Render the lines of the material from the line with "[trace] person standing on dock" up to and including the line with "5 93 L 0 93" as a JSON list of strings, one string per line, leaving out blank lines.
= = = = = = =
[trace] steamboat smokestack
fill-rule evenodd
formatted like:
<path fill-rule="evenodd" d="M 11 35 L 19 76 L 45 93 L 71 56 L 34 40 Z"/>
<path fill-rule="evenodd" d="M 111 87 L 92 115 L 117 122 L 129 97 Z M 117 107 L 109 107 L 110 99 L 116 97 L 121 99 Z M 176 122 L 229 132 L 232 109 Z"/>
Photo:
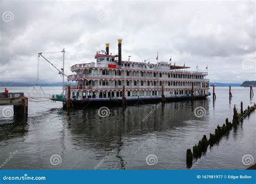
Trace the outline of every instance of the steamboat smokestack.
<path fill-rule="evenodd" d="M 109 55 L 109 43 L 106 43 L 106 52 L 107 55 Z"/>
<path fill-rule="evenodd" d="M 122 65 L 122 39 L 118 40 L 118 65 Z"/>

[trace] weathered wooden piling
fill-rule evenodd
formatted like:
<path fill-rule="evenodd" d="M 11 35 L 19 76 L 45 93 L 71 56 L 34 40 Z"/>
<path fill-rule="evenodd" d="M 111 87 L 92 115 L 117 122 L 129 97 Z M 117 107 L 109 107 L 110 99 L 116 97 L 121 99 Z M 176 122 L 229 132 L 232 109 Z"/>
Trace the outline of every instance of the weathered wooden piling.
<path fill-rule="evenodd" d="M 192 86 L 191 89 L 191 100 L 194 99 L 194 83 L 192 82 Z"/>
<path fill-rule="evenodd" d="M 187 150 L 186 154 L 186 164 L 188 167 L 191 167 L 192 165 L 193 162 L 193 153 L 191 151 L 191 150 Z"/>
<path fill-rule="evenodd" d="M 126 98 L 125 98 L 125 87 L 124 86 L 123 86 L 122 99 L 123 99 L 123 105 L 126 104 Z"/>
<path fill-rule="evenodd" d="M 232 94 L 231 93 L 231 86 L 230 86 L 230 99 L 232 97 Z"/>
<path fill-rule="evenodd" d="M 210 146 L 213 146 L 215 144 L 219 141 L 220 139 L 225 136 L 228 131 L 232 129 L 233 126 L 239 123 L 242 121 L 246 116 L 250 116 L 250 114 L 255 111 L 256 109 L 256 104 L 254 103 L 253 106 L 250 107 L 248 105 L 247 108 L 243 110 L 242 102 L 241 102 L 241 113 L 239 114 L 237 111 L 235 105 L 234 105 L 233 115 L 232 123 L 228 122 L 228 119 L 226 118 L 225 123 L 223 124 L 222 126 L 217 125 L 215 129 L 214 133 L 210 133 L 210 138 L 207 140 L 206 135 L 204 135 L 202 139 L 199 140 L 198 145 L 195 145 L 193 146 L 193 153 L 191 152 L 190 149 L 187 150 L 187 165 L 188 161 L 191 161 L 191 158 L 197 158 L 200 157 L 201 153 L 205 152 L 207 151 L 207 148 L 210 145 Z M 236 126 L 234 126 L 235 128 Z M 192 155 L 191 155 L 192 154 Z"/>
<path fill-rule="evenodd" d="M 70 108 L 70 95 L 71 95 L 71 91 L 70 91 L 70 86 L 68 86 L 68 98 L 66 101 L 66 108 L 69 109 Z M 64 94 L 63 94 L 64 95 Z"/>
<path fill-rule="evenodd" d="M 242 112 L 244 112 L 244 110 L 242 109 L 242 102 L 241 101 L 241 114 L 242 114 Z"/>
<path fill-rule="evenodd" d="M 212 98 L 213 100 L 216 99 L 216 95 L 215 94 L 215 86 L 213 85 L 213 93 L 212 93 Z"/>
<path fill-rule="evenodd" d="M 193 157 L 194 158 L 197 158 L 199 156 L 199 150 L 197 145 L 193 146 Z"/>
<path fill-rule="evenodd" d="M 254 95 L 254 93 L 253 93 L 253 90 L 252 90 L 252 86 L 250 86 L 250 98 L 252 97 L 252 96 L 253 96 Z"/>
<path fill-rule="evenodd" d="M 164 102 L 165 101 L 165 97 L 164 96 L 164 86 L 162 86 L 162 102 Z"/>

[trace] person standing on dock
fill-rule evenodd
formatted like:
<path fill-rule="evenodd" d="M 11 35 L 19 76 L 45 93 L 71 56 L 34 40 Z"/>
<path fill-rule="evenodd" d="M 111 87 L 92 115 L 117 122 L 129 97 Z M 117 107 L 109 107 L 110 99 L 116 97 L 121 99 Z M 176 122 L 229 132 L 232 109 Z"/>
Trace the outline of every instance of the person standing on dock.
<path fill-rule="evenodd" d="M 4 96 L 6 98 L 8 97 L 8 90 L 7 89 L 7 88 L 4 88 Z"/>

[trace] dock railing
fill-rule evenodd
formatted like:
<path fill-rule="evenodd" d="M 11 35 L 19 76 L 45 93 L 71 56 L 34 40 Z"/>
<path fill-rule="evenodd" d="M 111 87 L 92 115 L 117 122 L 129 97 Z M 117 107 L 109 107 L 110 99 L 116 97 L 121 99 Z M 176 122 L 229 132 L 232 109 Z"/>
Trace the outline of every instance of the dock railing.
<path fill-rule="evenodd" d="M 5 93 L 0 93 L 0 98 L 19 98 L 24 97 L 24 93 L 9 93 L 7 94 Z"/>

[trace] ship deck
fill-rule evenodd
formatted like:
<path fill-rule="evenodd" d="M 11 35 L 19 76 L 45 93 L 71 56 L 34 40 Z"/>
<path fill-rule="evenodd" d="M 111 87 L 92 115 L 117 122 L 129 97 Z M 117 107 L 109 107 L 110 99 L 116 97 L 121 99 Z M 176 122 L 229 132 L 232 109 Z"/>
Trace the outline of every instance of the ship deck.
<path fill-rule="evenodd" d="M 205 99 L 208 96 L 205 95 L 197 95 L 194 96 L 193 100 Z M 165 98 L 165 102 L 178 102 L 187 101 L 191 99 L 190 96 L 172 96 L 166 97 Z M 66 104 L 67 100 L 57 100 L 55 98 L 51 98 L 53 101 L 62 101 L 63 105 L 65 107 Z M 71 99 L 71 101 L 75 107 L 84 107 L 87 105 L 90 106 L 104 106 L 104 105 L 123 105 L 122 98 L 87 98 L 85 100 L 77 100 Z M 126 99 L 126 104 L 134 105 L 134 104 L 153 104 L 162 102 L 161 97 L 156 97 L 154 98 L 127 98 Z"/>

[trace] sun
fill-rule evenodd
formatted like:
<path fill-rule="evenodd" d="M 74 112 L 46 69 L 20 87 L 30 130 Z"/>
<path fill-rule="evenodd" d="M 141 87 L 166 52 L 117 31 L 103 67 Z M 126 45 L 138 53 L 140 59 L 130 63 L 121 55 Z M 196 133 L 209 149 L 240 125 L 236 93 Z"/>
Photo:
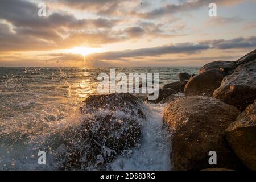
= = = = = = =
* EXERCISE ANSWER *
[
  "[trace] person standing on dock",
  "fill-rule evenodd",
  "formatted like:",
  "<path fill-rule=\"evenodd\" d=\"M 11 35 L 19 76 L 45 93 L 71 56 L 34 40 Z\"/>",
  "<path fill-rule=\"evenodd\" d=\"M 111 87 L 92 115 L 117 122 L 129 97 Z M 117 107 L 109 107 L 110 99 L 116 97 L 121 99 Z M 176 122 L 229 132 L 232 109 Z\"/>",
  "Trace the outline of every instance of the person standing on dock.",
  "<path fill-rule=\"evenodd\" d=\"M 4 96 L 6 98 L 8 97 L 8 90 L 7 89 L 7 88 L 4 88 Z\"/>",
  "[trace] dock railing",
  "fill-rule evenodd",
  "formatted like:",
  "<path fill-rule=\"evenodd\" d=\"M 11 35 L 19 76 L 45 93 L 71 56 L 34 40 Z\"/>",
  "<path fill-rule=\"evenodd\" d=\"M 111 87 L 92 115 L 117 122 L 129 97 Z M 117 107 L 109 107 L 110 99 L 116 97 L 121 99 Z M 176 122 L 229 132 L 232 109 Z\"/>",
  "Trace the outline of every instance of the dock railing.",
  "<path fill-rule=\"evenodd\" d=\"M 5 93 L 0 93 L 0 98 L 19 98 L 24 97 L 24 93 L 9 93 L 7 94 Z\"/>"
]